■ EXERCISE DETAILS:
Rewrite the passage on B. subtilis and heavy crude oil starting at "Based on the" and ending at "underlying metabolic pathways.", switching every "crude oil" to "petroleum".

■ TEXT PASSAGE:
6. Future Directions

Based on the findings and limitations of this study, several future research directions are proposed to deepen the understanding and promote the practical application of B. subtilis in the bioconversion of heavy crude oil.

First, a detailed compositional analysis of crude oil before and after microbial treatment is recommended. This would help identify chemical changes that occur during biodegradation, including the presence of intermediate metabolites such as organic acids or products resulting from the breakdown of aliphatic and aromatic compounds. This information would provide valuable insights into the underlying metabolic pathways.

Second, longer-term studies are needed to evaluate the stability of emulsions, the persistence of biosurfactant activity, and the extent of hydrocarbon mineralization over time. Conducting experiments in bioreactors under conditions that simulate continuous operation would allow for a more realistic assessment of potential industrial applications.

Third, the optimization of culture conditions should be explored to enhance process efficiency. Factors such as nutrient availability, pH regulation, temperature, and oxygen levels can significantly influence microbial growth and biosurfactant production. Additionally, incorporating co-cultures with other bacteria or oil-tolerant fungi may lead to synergistic effects that improve overall performance.

Finally, future research should include economic and environmental evaluations such as feasibility studies and life cycle assessments. These approaches will be essential for determining the potential for scaling up B. subtilis-based systems for the biological upgrading of crude oil. Integrating microbiological, engineering, and economic knowledge will be key to developing sustainable and practical industrial solutions.

7. Conclusions

This study demonstrates that B. subtilis is capable of surviving and metabolizing heavy crude oil (HCO) at high concentrations (20, 35, and 50% v/v), using it as the sole carbon and energy source. CO₂ evolution profiles confirmed aerobic metabolic activity, particularly during the first 15 days of incubation, even under the most challenging condition (50% v/v). Notably, B. subtilis showed the highest metabolic performance in the 20% and 35% HCO treatments, with cumulative CO₂ production increases of 42% and 39%, respectively, compared to the control.

The observed reduction in surface tension across all treatments further supports the production of biosurfactants, which likely facilitated hydrocarbon uptake and microbial adaptation to the hydrophobic environment. In the 20% HCO condition, surface tension decreased significantly from 72.3 to 47.43 mN/m, suggesting effective biosurfactant secretion and enhanced oil emulsification.

Moreover, droplet size analysis revealed key insights into the physical behavior of the emulsified systems. While emulsions in the 20% and 35% HCO conditions exhibited relatively uniform and small droplets, the 50% HCO treatment displayed significantly larger droplets, indicating reduced emulsification efficiency. This morphological evidence correlates with the lower CO₂ production in the 50% condition and suggests that physical substrate accessibility may also limit metabolic performance at high oil loads.

■ GIVEN ENTRIES:
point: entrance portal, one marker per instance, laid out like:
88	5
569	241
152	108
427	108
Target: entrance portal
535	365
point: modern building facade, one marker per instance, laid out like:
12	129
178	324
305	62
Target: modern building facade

■ ANSWER TO THE EXERCISE:
Based on the findings and limitations of this study, several future research directions are proposed to deepen the understanding and promote the practical application of B. subtilis in the bioconversion of heavy petroleum.

First, a detailed compositional analysis of petroleum before and after microbial treatment is recommended. This would help identify chemical changes that occur during biodegradation, including the presence of intermediate metabolites such as organic acids or products resulting from the breakdown of aliphatic and aromatic compounds. This information would provide valuable insights into the underlying metabolic pathways.